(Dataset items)
-- start --

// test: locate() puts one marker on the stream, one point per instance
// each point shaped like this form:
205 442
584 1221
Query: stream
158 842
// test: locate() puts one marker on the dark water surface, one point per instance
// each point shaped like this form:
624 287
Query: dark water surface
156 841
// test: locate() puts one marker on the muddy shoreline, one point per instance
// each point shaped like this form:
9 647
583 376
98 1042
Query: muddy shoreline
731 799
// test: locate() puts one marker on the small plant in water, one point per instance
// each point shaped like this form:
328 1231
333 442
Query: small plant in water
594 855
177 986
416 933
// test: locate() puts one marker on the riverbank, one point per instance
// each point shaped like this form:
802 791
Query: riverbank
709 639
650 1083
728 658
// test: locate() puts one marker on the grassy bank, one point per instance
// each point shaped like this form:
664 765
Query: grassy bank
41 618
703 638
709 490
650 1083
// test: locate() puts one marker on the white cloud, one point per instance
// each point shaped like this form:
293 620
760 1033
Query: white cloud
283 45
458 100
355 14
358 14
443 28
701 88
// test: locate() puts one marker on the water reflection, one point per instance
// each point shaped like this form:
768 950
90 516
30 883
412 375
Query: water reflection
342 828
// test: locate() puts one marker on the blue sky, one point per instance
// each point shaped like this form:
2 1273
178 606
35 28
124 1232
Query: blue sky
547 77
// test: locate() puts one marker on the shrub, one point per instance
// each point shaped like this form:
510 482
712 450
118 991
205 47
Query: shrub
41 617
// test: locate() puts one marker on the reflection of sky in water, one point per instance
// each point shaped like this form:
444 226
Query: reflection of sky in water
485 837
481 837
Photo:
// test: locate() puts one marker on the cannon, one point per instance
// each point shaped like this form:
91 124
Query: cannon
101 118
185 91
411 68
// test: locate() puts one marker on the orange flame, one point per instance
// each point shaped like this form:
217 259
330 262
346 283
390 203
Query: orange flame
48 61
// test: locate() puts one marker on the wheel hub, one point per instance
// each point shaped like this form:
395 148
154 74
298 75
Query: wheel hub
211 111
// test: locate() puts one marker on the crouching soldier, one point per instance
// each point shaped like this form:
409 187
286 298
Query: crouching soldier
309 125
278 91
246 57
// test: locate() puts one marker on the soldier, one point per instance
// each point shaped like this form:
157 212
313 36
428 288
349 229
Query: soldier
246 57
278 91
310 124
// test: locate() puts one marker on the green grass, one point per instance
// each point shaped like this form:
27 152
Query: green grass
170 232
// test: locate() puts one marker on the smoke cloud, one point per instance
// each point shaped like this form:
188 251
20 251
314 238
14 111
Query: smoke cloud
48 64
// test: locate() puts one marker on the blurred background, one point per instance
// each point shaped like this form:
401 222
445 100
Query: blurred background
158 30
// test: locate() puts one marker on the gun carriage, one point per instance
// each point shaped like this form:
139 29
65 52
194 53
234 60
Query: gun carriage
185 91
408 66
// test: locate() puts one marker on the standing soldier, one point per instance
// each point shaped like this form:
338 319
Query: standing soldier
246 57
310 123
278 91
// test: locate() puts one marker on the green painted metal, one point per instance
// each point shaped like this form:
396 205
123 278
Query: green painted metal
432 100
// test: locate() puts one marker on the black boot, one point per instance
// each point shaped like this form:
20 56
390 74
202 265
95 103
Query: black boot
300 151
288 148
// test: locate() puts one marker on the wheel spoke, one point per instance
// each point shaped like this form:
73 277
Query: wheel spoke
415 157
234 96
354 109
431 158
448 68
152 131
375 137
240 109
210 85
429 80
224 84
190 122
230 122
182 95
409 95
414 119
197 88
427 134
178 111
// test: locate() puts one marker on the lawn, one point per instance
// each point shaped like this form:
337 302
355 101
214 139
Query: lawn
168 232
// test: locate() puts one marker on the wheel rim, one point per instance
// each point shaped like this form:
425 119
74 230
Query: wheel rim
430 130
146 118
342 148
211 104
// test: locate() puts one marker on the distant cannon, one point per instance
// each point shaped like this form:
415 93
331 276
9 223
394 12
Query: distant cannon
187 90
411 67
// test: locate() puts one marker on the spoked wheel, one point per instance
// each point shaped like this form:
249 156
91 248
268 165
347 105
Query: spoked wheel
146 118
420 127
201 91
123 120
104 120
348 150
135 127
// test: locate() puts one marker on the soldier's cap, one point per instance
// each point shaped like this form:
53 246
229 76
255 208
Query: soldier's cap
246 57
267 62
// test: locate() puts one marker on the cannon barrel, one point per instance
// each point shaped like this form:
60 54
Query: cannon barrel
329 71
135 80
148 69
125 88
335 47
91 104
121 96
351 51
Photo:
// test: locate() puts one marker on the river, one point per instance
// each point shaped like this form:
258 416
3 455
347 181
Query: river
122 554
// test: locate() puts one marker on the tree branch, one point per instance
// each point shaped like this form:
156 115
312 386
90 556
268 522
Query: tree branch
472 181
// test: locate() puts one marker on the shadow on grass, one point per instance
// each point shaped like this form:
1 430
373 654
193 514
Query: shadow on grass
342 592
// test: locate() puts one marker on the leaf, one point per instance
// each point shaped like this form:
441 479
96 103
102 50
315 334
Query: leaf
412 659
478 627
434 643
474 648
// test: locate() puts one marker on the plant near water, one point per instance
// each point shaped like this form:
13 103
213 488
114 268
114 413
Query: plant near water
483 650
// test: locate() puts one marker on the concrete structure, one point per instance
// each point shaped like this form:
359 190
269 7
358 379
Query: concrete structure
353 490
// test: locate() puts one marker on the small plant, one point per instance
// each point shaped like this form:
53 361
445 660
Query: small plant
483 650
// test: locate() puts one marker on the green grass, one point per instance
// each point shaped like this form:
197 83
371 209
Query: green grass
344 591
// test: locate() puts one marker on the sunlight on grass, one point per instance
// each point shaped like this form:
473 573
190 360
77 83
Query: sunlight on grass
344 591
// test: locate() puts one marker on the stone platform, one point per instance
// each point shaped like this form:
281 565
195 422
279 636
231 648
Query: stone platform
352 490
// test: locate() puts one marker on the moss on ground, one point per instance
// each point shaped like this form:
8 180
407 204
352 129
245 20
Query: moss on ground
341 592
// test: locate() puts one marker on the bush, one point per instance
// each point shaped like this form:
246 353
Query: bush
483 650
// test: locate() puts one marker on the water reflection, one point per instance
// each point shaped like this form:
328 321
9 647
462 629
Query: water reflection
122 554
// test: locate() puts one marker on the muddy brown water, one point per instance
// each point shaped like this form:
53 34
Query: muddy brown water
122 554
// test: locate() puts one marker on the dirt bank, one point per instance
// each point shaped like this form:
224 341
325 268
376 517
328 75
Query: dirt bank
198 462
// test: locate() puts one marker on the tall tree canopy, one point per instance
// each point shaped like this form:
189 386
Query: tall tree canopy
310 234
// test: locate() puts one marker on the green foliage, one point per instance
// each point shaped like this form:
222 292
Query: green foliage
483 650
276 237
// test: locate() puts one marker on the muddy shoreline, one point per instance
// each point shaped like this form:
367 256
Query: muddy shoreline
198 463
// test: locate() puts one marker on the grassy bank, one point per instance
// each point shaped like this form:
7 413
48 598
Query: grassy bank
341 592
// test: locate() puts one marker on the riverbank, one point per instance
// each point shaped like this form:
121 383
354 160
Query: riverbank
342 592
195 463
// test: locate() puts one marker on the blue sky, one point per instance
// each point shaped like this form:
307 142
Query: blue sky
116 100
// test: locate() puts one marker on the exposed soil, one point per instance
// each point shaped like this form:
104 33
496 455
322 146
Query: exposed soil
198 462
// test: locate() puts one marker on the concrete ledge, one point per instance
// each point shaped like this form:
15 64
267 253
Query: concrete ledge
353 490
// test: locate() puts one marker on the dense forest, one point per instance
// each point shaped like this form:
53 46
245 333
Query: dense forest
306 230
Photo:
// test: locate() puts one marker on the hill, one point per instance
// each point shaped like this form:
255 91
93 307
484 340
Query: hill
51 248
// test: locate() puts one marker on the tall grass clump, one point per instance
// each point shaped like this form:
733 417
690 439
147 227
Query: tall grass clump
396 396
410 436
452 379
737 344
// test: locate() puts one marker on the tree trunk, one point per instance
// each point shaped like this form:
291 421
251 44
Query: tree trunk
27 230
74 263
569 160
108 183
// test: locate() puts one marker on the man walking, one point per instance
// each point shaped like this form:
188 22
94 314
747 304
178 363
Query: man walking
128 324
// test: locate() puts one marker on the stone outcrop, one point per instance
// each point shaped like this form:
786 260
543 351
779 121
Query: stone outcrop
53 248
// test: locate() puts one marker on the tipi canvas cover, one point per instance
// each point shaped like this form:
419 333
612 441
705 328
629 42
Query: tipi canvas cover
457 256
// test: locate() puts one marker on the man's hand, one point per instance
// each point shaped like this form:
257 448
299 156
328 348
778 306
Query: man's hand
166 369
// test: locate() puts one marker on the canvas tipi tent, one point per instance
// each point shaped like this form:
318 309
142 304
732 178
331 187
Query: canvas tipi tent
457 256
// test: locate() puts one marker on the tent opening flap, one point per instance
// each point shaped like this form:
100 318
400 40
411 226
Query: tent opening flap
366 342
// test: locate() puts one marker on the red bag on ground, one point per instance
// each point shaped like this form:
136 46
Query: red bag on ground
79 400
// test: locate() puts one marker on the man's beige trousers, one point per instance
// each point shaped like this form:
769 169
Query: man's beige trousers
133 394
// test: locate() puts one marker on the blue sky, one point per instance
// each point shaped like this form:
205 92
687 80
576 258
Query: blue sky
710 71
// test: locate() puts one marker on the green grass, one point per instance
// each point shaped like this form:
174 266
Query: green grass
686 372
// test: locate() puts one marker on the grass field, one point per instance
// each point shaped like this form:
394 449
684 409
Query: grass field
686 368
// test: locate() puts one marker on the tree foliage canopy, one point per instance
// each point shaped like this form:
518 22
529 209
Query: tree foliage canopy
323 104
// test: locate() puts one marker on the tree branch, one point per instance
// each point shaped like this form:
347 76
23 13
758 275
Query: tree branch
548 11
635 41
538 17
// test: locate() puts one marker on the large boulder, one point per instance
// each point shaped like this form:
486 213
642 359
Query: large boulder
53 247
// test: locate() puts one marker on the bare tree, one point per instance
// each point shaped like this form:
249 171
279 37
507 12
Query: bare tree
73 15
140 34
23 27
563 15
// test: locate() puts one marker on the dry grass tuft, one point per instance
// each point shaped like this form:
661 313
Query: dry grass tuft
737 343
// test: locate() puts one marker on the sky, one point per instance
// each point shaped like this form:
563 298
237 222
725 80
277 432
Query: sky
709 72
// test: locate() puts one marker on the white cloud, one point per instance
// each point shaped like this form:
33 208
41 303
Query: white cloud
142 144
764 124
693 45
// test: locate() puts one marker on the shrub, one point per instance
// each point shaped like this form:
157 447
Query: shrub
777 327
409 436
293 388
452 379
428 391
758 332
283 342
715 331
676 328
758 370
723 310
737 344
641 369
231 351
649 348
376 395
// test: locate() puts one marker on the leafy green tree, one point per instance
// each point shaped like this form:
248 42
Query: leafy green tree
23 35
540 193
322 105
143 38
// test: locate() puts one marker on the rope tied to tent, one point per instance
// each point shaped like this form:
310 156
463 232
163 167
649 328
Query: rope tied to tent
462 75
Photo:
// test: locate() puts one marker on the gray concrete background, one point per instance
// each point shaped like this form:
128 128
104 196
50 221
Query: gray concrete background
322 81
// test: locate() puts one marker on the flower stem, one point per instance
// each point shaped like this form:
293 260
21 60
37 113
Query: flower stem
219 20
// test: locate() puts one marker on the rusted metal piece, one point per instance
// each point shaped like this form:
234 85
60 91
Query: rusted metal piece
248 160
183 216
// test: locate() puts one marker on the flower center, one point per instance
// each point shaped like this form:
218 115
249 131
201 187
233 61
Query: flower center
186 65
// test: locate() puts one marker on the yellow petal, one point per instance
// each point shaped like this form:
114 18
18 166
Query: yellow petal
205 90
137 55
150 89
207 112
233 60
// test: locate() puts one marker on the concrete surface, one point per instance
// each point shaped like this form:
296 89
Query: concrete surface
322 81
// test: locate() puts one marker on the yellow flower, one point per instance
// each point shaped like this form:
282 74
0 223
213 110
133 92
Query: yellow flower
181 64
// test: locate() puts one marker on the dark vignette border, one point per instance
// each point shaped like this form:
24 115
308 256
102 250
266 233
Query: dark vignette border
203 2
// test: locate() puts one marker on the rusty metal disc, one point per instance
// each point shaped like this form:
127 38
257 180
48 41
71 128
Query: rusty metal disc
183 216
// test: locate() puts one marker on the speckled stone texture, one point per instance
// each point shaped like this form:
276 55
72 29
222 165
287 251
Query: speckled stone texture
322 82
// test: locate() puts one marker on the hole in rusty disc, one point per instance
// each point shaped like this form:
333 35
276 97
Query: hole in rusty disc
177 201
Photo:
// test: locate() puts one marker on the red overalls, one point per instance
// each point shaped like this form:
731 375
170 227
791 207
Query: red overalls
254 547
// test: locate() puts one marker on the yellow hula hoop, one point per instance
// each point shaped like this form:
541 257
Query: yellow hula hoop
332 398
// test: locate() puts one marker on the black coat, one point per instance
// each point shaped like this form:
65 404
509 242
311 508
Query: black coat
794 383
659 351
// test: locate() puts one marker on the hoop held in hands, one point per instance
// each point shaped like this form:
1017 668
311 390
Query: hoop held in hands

-- end --

» **Instructions to follow**
All lines from the one with "rusty disc, one point per instance" through the final line above are to be quoted exactly; quote no other line.

» **Reply**
// test: locate() puts one marker on the hole in rusty disc, one point per instance
// each point shaped like this form:
333 35
276 97
Query: hole in rusty disc
177 201
Photo:
// test: locate() puts one marker on the red overalls, one point per instance
// each point shaped like this form:
731 375
170 227
791 207
Query: red overalls
254 547
// test: locate() puts one marker on the yellow hula hoop, one point per instance
// each point shaped like this form:
541 257
Query: yellow hula hoop
332 398
// test: locate() puts one marker on the black coat, one point per instance
// each point shaped like this form:
65 404
509 242
311 508
Query: black coat
794 383
659 351
// test: locate() puts one marker on the hoop held in hands, one point per instance
// each point shaped like this form:
1017 668
311 390
Query: hoop held in hands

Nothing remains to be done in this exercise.